RECORDS FOR THIS TASK >>
# # # #

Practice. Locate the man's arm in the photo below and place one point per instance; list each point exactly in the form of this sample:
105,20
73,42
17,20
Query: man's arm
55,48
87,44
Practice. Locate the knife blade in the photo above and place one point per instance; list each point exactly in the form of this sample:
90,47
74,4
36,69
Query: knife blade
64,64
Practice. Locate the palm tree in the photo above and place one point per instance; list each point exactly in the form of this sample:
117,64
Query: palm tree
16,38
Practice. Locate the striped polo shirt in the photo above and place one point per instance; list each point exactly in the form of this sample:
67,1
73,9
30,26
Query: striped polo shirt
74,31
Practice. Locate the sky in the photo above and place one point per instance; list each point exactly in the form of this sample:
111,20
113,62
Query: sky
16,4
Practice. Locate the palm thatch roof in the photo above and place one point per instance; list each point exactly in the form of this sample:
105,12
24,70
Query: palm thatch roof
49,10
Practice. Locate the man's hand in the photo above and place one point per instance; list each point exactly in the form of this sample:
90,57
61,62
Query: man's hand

# # # #

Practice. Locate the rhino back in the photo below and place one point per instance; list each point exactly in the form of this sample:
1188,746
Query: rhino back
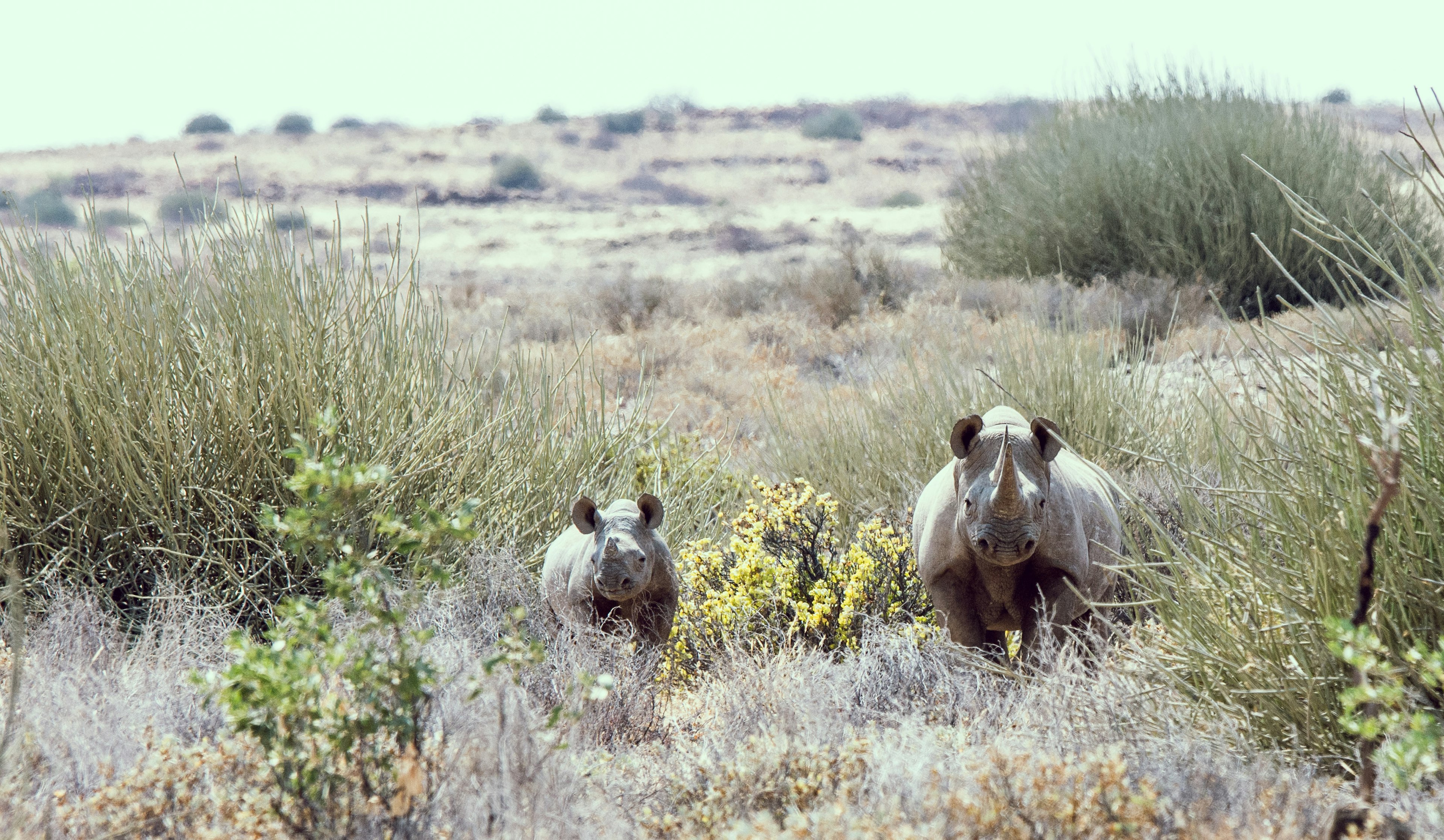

# # # #

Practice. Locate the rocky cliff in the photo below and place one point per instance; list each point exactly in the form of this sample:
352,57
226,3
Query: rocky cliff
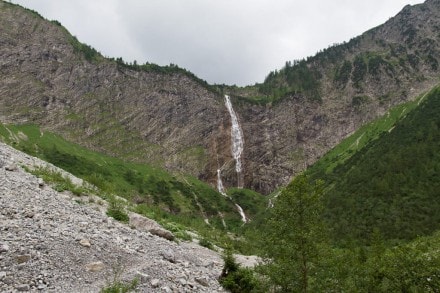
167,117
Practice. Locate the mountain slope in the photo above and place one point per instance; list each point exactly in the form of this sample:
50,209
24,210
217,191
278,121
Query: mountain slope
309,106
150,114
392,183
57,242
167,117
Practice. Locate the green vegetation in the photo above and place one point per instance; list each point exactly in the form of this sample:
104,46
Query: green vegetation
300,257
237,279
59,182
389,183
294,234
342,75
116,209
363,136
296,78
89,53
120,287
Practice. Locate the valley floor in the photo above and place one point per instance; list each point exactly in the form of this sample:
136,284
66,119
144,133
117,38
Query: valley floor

# # # #

Copy out the records word for word, starting with the line that contains "Practice. Locate the man's arm" and going on through the line that contains "Query: man's hand", both of those lines included.

WRITTEN RESPONSE >>
Practice. Locate the man's arm in the photo below and place one point per instance; list each point exactly in the form of this sample:
105,20
73,42
17,20
Query: man's arm
55,48
87,44
Practice. Locate the knife blade in the photo above and place one point per instance; list each point exactly in the form of this sample:
90,47
74,4
36,69
Query: knife blade
64,64
Practice. Locate the palm tree in the photo above and place one point per instance; list each point exactly in the form of this sample:
117,64
Query: palm tree
16,38
Practice. Locate the striped polo shirt in the photo above and place one point per instance; list each point exactly in the form of this sample:
67,1
73,9
30,26
Query: striped polo shirt
74,31
Practice. Locate the sky in the photo above and place one point per instance; list each point exactly in the form of this sample:
111,20
113,62
Query: sky
16,4
Practice. Locate the palm thatch roof in the photo above and place one point per instance; list each point exactly in the form of this sample:
105,12
24,70
Query: palm thatch roof
49,10
Practice. Locate the man's hand in the photo above and place one point per instance; list each point exactly in the form of this sample:
90,57
61,62
Query: man's hand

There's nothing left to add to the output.